# DESCRIPTION OF THE TASK
Please pick out and copy every line of the items below that contains the word "Target", matching case exactly.

--- START OF RECORDS FOR THE TASK ---

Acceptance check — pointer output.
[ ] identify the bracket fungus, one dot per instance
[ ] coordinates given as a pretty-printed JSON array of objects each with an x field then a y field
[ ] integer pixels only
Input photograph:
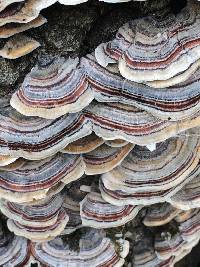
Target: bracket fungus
[
  {"x": 99, "y": 152},
  {"x": 64, "y": 85},
  {"x": 169, "y": 170},
  {"x": 11, "y": 29},
  {"x": 138, "y": 45},
  {"x": 97, "y": 213},
  {"x": 95, "y": 249},
  {"x": 18, "y": 46},
  {"x": 39, "y": 221}
]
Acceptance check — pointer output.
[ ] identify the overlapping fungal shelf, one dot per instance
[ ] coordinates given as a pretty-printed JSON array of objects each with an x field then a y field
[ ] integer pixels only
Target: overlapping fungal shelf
[{"x": 100, "y": 154}]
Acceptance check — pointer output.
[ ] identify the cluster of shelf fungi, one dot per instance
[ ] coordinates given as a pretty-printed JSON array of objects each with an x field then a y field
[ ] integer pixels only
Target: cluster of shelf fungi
[{"x": 99, "y": 154}]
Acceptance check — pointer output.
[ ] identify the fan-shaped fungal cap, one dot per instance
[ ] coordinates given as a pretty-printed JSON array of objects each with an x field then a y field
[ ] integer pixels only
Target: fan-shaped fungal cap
[
  {"x": 14, "y": 250},
  {"x": 168, "y": 244},
  {"x": 72, "y": 208},
  {"x": 40, "y": 221},
  {"x": 84, "y": 145},
  {"x": 18, "y": 46},
  {"x": 36, "y": 138},
  {"x": 160, "y": 214},
  {"x": 9, "y": 30},
  {"x": 117, "y": 121},
  {"x": 96, "y": 212},
  {"x": 40, "y": 213},
  {"x": 152, "y": 36},
  {"x": 143, "y": 252},
  {"x": 52, "y": 89},
  {"x": 189, "y": 196},
  {"x": 72, "y": 91},
  {"x": 105, "y": 158},
  {"x": 37, "y": 179},
  {"x": 24, "y": 12},
  {"x": 39, "y": 234},
  {"x": 172, "y": 163},
  {"x": 177, "y": 102},
  {"x": 94, "y": 250}
]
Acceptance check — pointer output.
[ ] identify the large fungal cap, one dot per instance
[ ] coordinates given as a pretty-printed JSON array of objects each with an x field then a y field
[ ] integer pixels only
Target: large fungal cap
[
  {"x": 9, "y": 30},
  {"x": 18, "y": 46},
  {"x": 36, "y": 138},
  {"x": 96, "y": 212},
  {"x": 189, "y": 196},
  {"x": 23, "y": 12},
  {"x": 160, "y": 214},
  {"x": 37, "y": 179},
  {"x": 177, "y": 102},
  {"x": 152, "y": 36},
  {"x": 59, "y": 86},
  {"x": 53, "y": 88},
  {"x": 29, "y": 180},
  {"x": 172, "y": 163},
  {"x": 94, "y": 250},
  {"x": 117, "y": 121}
]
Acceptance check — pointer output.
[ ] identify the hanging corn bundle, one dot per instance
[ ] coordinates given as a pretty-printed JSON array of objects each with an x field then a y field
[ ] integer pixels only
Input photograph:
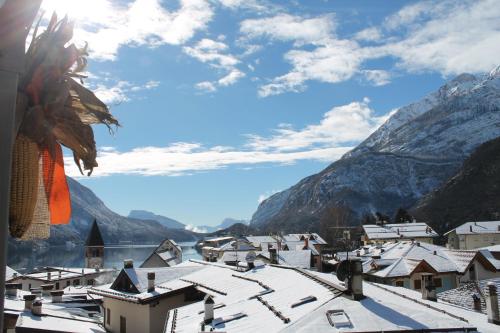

--- END OF RECORDS FOR THE TASK ---

# REPLY
Target: bracket fungus
Target: overlapping fungal shelf
Target: cluster of shelf fungi
Target: fan-shaped fungal cap
Target: large fungal cap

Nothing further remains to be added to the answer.